Task:
Output the full material exactly as it appears here.

Entries from a point annotation set:
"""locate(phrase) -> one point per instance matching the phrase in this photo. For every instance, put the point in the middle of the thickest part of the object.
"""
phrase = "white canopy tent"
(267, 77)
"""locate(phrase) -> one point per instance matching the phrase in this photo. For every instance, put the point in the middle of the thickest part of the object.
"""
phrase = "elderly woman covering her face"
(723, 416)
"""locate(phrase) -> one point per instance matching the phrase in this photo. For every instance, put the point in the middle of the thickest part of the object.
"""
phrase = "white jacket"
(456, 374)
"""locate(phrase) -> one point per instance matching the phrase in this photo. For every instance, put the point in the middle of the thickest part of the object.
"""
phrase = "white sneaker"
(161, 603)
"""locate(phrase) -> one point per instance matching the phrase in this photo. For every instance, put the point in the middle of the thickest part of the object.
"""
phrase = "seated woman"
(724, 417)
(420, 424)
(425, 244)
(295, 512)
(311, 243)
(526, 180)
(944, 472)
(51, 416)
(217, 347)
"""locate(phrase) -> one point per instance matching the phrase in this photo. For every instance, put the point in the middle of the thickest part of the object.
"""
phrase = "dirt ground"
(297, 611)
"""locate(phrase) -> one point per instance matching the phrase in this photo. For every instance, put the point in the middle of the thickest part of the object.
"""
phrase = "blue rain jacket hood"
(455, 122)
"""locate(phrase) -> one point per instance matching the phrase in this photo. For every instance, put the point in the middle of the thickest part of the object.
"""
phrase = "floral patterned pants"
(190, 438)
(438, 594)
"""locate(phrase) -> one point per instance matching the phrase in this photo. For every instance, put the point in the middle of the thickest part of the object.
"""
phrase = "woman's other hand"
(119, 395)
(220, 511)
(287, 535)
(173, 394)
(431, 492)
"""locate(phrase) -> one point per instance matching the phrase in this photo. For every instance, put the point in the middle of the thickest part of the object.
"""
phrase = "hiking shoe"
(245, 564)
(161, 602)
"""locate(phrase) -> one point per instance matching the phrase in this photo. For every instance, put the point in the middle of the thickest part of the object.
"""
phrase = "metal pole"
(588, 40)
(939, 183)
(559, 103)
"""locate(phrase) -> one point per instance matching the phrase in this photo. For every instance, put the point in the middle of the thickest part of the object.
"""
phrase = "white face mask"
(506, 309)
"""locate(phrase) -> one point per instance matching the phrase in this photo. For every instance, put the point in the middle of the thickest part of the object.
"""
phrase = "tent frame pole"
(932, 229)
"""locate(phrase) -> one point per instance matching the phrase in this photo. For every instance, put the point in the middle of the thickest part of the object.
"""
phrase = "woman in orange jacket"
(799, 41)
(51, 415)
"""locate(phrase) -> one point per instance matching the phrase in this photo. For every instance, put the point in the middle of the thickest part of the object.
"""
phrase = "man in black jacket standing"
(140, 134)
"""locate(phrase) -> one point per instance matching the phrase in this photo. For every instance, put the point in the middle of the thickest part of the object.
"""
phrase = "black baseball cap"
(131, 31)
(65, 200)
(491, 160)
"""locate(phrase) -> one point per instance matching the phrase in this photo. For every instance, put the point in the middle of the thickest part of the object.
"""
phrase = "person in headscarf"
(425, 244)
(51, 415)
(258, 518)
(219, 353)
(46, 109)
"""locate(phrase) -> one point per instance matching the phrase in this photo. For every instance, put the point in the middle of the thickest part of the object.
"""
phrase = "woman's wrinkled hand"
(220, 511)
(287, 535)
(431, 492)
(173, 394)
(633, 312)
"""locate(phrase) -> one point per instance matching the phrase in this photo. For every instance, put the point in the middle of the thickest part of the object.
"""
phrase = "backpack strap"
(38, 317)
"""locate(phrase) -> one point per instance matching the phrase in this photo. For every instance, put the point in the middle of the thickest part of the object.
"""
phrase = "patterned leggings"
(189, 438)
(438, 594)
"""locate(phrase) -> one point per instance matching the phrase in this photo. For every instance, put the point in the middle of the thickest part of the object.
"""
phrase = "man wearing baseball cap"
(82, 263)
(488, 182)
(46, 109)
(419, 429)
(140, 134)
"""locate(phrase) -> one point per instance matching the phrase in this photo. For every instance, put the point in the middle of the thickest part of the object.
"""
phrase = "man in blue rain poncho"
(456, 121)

Right answer:
"""locate(phrase) -> one point per instance matching the phrase in this photo. For every instance, put the point in the middle of the thickest part of the object.
"""
phrase = "white canopy tent"
(267, 77)
"""locate(phrase) -> one point per instance matching the phrase in this photo. For every instance, put the point in the middle of the thickest part of the object.
"""
phrase = "elderly woman covering her face"
(723, 416)
"""locate(phrase) -> one point per instance matching the phrase in this photo. For every instance, put the point in the middle of the thickest part of the object.
"""
phrase = "white jacket"
(456, 374)
"""locate(phrase) -> one point per instance matching the phrase in this photo. For every instance, put the point in the middle of the thickest part of the object.
"""
phrase = "white sneaker"
(161, 603)
"""locate(phrase) -> one point per instance matching the phrase in this photo. For every instance, put the point in the middle of the thickest part of the object.
"""
phrase = "seated woman"
(724, 417)
(420, 424)
(425, 244)
(295, 512)
(311, 243)
(526, 180)
(944, 472)
(51, 416)
(217, 347)
"""locate(phrase) -> one point per instance matching the phrase in this photo. For every instance, put the point in the middle of the thickest part of the object.
"""
phrase = "dirt ground"
(297, 611)
"""locate(phrase) -> one point per instance matching the phrase in this photo. For every instance, put the point in the middle of the thickest part of the object.
"""
phrase = "blue rain jacket hood"
(455, 122)
"""locate(phrase) -> one point per instance matching the phrase in this photo. For every instance, put the point in the middle of the thickest part of the object.
"""
phrase = "floral patterned pants"
(190, 438)
(438, 594)
"""locate(phrase) -> one point per instance matching the phrase in this photo. For every instance, put the point in the middle of the thickest part of the object.
"""
phrase = "woman's other hand"
(119, 395)
(220, 511)
(287, 535)
(173, 394)
(431, 492)
"""locate(phrase) -> one point per instance matching the phrase in this photo. For every instance, put the point in the middle of the thickest part of the object.
"""
phrase = "hiking shoe"
(245, 564)
(161, 602)
"""locate(phrase) -> one point per instance matching the phrase in this photo. For every instance, put the point in the middle of the thickest part of the object.
"""
phrase = "metal pole"
(588, 40)
(939, 183)
(559, 103)
"""locate(phrase) -> one point per instance matching the phrase in this photo. For every instance, put the point in the middle of the thickest part of the object.
"""
phrase = "white face mask"
(506, 309)
"""locate(phrase) -> one point per instance matching the phrase in this photo. For every instance, put the point in the middle of the thickest part of the object.
"""
phrase = "tent frame pole"
(932, 229)
"""locate(phrase) -> one point per instance matching the phrase in this photo. For every instance, put the point in the middle of the thickest part of the object.
"""
phrase = "woman in orange jacket"
(799, 41)
(51, 415)
"""locate(phrase) -> one point per instance matching the phrase in this photo. For every instance, put the point in the middle of the thickest part of the object.
"""
phrase = "man in black jacket standing"
(140, 134)
"""locate(phrase) -> one point per instance matching the phrase in this photo. For every instance, put the point in the middle of the thickest part of the object.
"""
phrase = "black baseball cap"
(131, 31)
(65, 200)
(491, 160)
"""locate(phrase) -> one point per instance matching the phrase in this photo. For every instance, put the point in the middle of the thickest part of the object.
"""
phrase = "person in headscarf"
(425, 244)
(51, 415)
(258, 518)
(219, 353)
(46, 109)
"""locate(phrase) -> one point per instance matching the phrase in this photo. For every instance, put the point in the middle of the thickest part of the object.
"""
phrase = "woman's wrinkled hand"
(220, 511)
(287, 535)
(431, 492)
(173, 394)
(633, 312)
"""locate(phrase) -> one point per instance matching the phrase in this photo. For every instance, put the point in the middle of the thickest part of the object.
"""
phrase = "backpack strap"
(38, 317)
"""locate(phrase) -> one point per instance matching the phrase in this photo. For every instance, put the point in the middle of the thickest part of the object.
"""
phrase = "patterned leggings"
(189, 438)
(438, 594)
"""locate(phrase) -> one point per instance matching the phrase in this photo. For every instance, put the point in the middle of the thickest part of the object.
"""
phrase = "man wearing baseball cap"
(82, 263)
(488, 182)
(46, 109)
(419, 429)
(140, 134)
"""locate(phrase) -> one point per instance matching the phrase in this photo. For every instance, put the point in the middle of the thickest part of the object.
"""
phrase = "man in blue rain poncho"
(456, 121)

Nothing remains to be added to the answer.